WRITTEN INSTRUCTION
Please update the records below by replacing "thickest part" with "widest part" everywhere it appears, leaving everything else unchanged.

+++

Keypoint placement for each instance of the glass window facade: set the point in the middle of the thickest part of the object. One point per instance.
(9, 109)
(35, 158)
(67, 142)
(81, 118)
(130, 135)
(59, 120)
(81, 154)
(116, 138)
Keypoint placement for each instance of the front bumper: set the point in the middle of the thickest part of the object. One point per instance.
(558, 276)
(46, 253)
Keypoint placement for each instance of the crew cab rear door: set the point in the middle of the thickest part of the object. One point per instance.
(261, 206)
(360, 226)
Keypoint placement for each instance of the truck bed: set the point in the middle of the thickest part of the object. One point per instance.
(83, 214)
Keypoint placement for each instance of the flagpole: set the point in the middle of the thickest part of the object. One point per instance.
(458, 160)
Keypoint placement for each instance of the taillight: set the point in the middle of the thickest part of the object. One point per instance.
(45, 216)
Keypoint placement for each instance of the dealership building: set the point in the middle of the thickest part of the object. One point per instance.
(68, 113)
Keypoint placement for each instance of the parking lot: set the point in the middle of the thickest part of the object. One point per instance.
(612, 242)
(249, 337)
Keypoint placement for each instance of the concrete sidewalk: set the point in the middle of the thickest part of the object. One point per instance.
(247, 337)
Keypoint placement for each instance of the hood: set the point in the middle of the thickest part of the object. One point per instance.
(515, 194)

+++

EXERCISE ANSWER
Keypoint placement for each instance of the glass window facade: set the point in the middle of the widest part of the object. One point per instance.
(9, 109)
(35, 158)
(67, 142)
(81, 118)
(130, 135)
(59, 120)
(81, 154)
(116, 138)
Keypoint placement for each instance of the front bumper: set the point in the middle of the widest part of the object. One point per instance.
(558, 276)
(46, 253)
Keypoint placement for each instance of the crew cab rear door: set the point in the middle of the widest part of the object. One point per instance.
(261, 206)
(360, 226)
Keypoint placement for each instance of the truck bed: set the point in the middle of the widest part of the object. One point per instance.
(83, 214)
Keypoint placement for each instance of the flagpole: set the point in the middle of the widest part of the object. One point per instance.
(458, 160)
Keypoint placement for each instance of the taillight: set the point in the middle of the widest part of the object. One point per instance.
(45, 216)
Keypoint placement for each instance of the dealership building: set the point in the middle of the widest part of the object. One point per instance.
(68, 113)
Keypoint placement for each instance of the parking lot: set the point in the middle of the widest part of the object. One point per instance.
(612, 242)
(249, 337)
Keypoint placement for each instance of the concrete sidewalk: set the point in the middle of the widest part of the object. One point per instance.
(247, 337)
Keypoint placement for each instance of the hood: set the point in the middle of the widest part of the object. One point per instance.
(515, 194)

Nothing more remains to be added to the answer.